- Opening Delimiter -
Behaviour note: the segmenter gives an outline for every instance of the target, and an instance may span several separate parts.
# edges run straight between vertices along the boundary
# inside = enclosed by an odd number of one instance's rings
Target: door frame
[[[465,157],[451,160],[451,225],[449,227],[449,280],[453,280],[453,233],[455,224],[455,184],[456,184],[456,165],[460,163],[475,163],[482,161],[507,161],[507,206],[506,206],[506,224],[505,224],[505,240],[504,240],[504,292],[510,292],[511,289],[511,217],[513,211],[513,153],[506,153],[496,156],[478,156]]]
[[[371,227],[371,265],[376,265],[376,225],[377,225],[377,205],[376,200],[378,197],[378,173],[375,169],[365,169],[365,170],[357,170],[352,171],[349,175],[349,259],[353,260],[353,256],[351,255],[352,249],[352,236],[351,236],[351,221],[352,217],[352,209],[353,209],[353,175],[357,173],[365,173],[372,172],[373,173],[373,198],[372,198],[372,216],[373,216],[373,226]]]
- Closing Delimiter -
◆ What you should do ◆
Each line of the listing is to be output verbatim.

◆ Written solution ◆
Behaviour note: the segmenter gives an outline for every instance of the target, and an instance may span several separate parts.
# edges run straight between vertices along the boundary
# inside = enclosed by an odd number of one instance's rings
Target: door frame
[[[465,157],[451,160],[451,225],[449,227],[449,280],[453,280],[453,233],[455,224],[455,184],[456,184],[456,165],[460,163],[475,163],[482,161],[507,161],[507,206],[506,206],[506,224],[505,224],[505,240],[504,240],[504,292],[510,292],[511,289],[511,217],[513,211],[513,153],[506,153],[496,156],[478,156]]]
[[[371,227],[371,265],[376,265],[376,225],[377,225],[377,205],[376,200],[378,197],[378,173],[375,169],[365,169],[365,170],[357,170],[352,171],[349,175],[349,259],[353,260],[353,256],[351,255],[352,249],[352,236],[351,236],[351,221],[352,217],[352,209],[353,209],[353,175],[357,173],[365,173],[372,172],[373,173],[373,198],[372,198],[372,216],[373,216],[373,226]]]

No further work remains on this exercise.